(Image annotation data)

____________

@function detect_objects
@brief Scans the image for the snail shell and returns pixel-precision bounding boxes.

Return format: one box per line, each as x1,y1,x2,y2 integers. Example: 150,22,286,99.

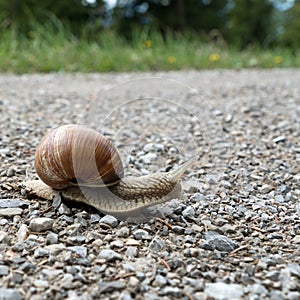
31,125,195,218
34,125,124,189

____________

> **What you will do**:
Rewrite every entry with "snail shell" replaced by "spiral shell" and everything else unchanged. Leave the pictures out of your answer.

> **Reply to the task**:
@function detect_objects
@brief Scans the image for the spiral shell and returns pixel-precision bounding boxes.

Return format: one box per line, each as x1,y1,x2,y2 integers. Example: 150,22,286,99.

31,125,195,218
34,125,124,189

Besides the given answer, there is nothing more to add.